**Exercise description**
Rewrite every one of the entries below, replacing each occurrence of "drop a point" with "place a marker" and leaving everything else unchanged.

:: Entries

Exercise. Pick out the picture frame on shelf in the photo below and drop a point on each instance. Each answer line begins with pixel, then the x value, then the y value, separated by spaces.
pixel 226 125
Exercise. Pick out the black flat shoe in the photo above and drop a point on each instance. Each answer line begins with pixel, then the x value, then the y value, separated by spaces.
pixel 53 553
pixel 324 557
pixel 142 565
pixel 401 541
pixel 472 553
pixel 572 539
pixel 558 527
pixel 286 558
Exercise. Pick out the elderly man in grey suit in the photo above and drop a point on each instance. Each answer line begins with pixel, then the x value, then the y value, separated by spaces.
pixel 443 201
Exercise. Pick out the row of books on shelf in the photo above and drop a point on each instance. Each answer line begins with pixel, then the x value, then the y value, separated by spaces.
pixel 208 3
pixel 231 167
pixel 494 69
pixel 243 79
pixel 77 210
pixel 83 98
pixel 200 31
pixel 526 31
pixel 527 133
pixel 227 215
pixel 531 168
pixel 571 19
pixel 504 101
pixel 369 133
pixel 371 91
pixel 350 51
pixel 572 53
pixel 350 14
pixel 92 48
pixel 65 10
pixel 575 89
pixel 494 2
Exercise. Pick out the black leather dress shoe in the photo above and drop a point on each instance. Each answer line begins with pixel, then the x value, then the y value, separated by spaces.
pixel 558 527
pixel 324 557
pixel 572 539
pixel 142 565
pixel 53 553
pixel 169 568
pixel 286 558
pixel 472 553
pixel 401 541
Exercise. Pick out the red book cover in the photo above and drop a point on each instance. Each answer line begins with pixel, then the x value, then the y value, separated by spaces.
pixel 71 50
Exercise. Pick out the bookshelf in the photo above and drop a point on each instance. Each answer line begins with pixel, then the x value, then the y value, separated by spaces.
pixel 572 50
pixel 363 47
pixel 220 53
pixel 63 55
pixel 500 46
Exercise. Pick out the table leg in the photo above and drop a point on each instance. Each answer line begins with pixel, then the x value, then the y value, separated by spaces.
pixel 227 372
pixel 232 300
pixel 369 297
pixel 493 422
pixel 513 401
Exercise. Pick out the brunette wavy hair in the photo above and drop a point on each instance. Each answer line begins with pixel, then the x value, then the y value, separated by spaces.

::::

**Reply**
Exercise. Pick out the picture frame on shelf in the photo below and place a marker on each instance. Each answer line begins with pixel, then the x value, then the y value, separated by spaces.
pixel 226 125
Exercise. Pick out the black flat shoe in the photo above and place a marker on each instance. Each answer line begins with pixel, then the x value, then the y value, separated by spaces.
pixel 53 553
pixel 324 557
pixel 142 565
pixel 401 541
pixel 472 553
pixel 572 539
pixel 558 527
pixel 286 558
Exercise. Pick out the elderly man in grey suit in the photo above and place a marker on each instance. Each answer line begins with pixel, then the x value, then the y value, separated by spaces.
pixel 443 201
Exercise. Pick out the row of books on shelf in the photo above and place a marker on each instance. Each answer line begins with pixel, then the x value, then the y value, separated by spaces.
pixel 208 3
pixel 231 167
pixel 494 69
pixel 243 79
pixel 77 210
pixel 83 98
pixel 200 31
pixel 526 31
pixel 527 133
pixel 227 215
pixel 531 168
pixel 571 19
pixel 504 101
pixel 369 133
pixel 371 91
pixel 350 51
pixel 572 53
pixel 350 14
pixel 92 48
pixel 65 10
pixel 575 89
pixel 494 2
Exercise. Pick out the black leather dress shoe in the photo above and place a marker on each instance. Each answer line begins with pixel, then the x value, then the y value, separated by spaces.
pixel 558 527
pixel 324 557
pixel 572 539
pixel 142 565
pixel 53 553
pixel 169 568
pixel 286 558
pixel 472 553
pixel 401 541
Exercise. Pick out the red book cover in the photo above and place a marker on each instance. Each answer line begins with pixel, then the x value, then the y value, separated by spaces.
pixel 71 50
Exercise. Pick out the bookshelf in the photo above and place a marker on each instance. Each answer line begins with pixel, then the x value, then the y value, separated by spaces.
pixel 572 50
pixel 363 47
pixel 220 53
pixel 63 55
pixel 500 46
Exercise. Pick out the table leg in the photo above and place a marker on each instance. Each answer line begins with pixel, then the x value, then the y value, separated by spaces.
pixel 227 372
pixel 232 300
pixel 369 297
pixel 493 422
pixel 513 401
Exercise. Pick out the brunette wavy hair in the photo above and place a marker on each instance. Each answer line begins with pixel, then the x value, then the y value, separated by spaces.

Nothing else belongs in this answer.